• PAGE:
>> Begin
| |
Sparta
Registered: Feb 2017 Posts: 49 |
Loader Benchmarks
I do not intend to stir up the mud, but it’s been 5 years since the performance of commonly used fast loaders was last compared in this thread. Since then, Lft has updated Spindle, Krill has practically rewritten his loader, HCL has released ByteBoozer 2.0, Bitfire is past version 0.6, and I have released Sparkle (AKA “Chinese clone” :D, apologies to the Chinese sceners). I have been running tests for my own entertainment and figured I’d update Bitbreaker’s benchmark with the latest loader versions using his test files.
The graph below compares the following loader+packer combinations: Sparkle V1.4 and Spindle 2.3 using their own packers, Krill’s loader v184 with TinyCrunch 1.2 (TC), Bitnax (BN), and ByteBoozer 2.0 (B2), BoozeLoader 1.0 with ByteBoozer 2.0, and Bitfire 0.6+ downloaded from GitHub on April 9, 2020 with Bitnax. The sole purpose of this benchmark was to examine how fast these loaders can load and decompress 728 blocks of data in 18 files under different CPU loads (i.e. it does not test disk zones separately). I spent quite some time optimizing each loader’s performance as much as I could with preliminary trial runs in VICE with warp mode to find the best parameters. Thus, Spindle disks were built with the fast serial transfer protocol and in the case of Sparkle, Krill’s loader, Bitfire, and BoozeLoader, a custom interleave was implemented. Finally, the disk drive’s motor was left running during the tests with BoozeLoader and Bitfire. For each test I used the interleave that proved to be the fastest in the preliminary runs. All tests were performed the same way: the executable installs the loader and loads a small program from track 1, sector 0 (this way, seek time to track 1 is not included in the test) with a raster IRQ routine that blocks 0%, 25%, 50%, or 75% of the screen while loading and depacking. None of the files are loaded under the I/O area. Sparkle packed the files from 728 blocks to 442 (60.7%), Spindle to 456 (62.6%), TinyCrunch to 447 (61.4%), ByteBoozer and Bitnax to 390 blocks (53.6%). D64 images were transferred to the same floppy using Luigi Di Fraia’s IECHost connected to a 1571 disk drive. Each column in the graph represents the average ± 2SD of 10 consecutive tests on my C64C PAL + 1541-II disk drive combo (except for Krill+ByteBoozer in which case for some reason the test crushed 3 times requiring additional runs).
>> End
• WRITTEN INSTRUCTION:
In the loader benchmark post, how many blocks did Sparkle pack the 728 blocks of files down to?

• DATASET CONTENT:
>> Begin
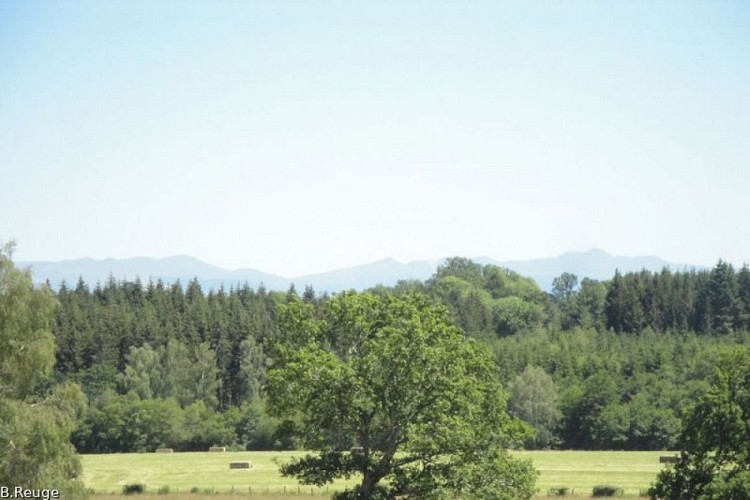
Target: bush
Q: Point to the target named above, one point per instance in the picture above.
>> End
• TASK SOLUTION:
442 blocks (60.7%).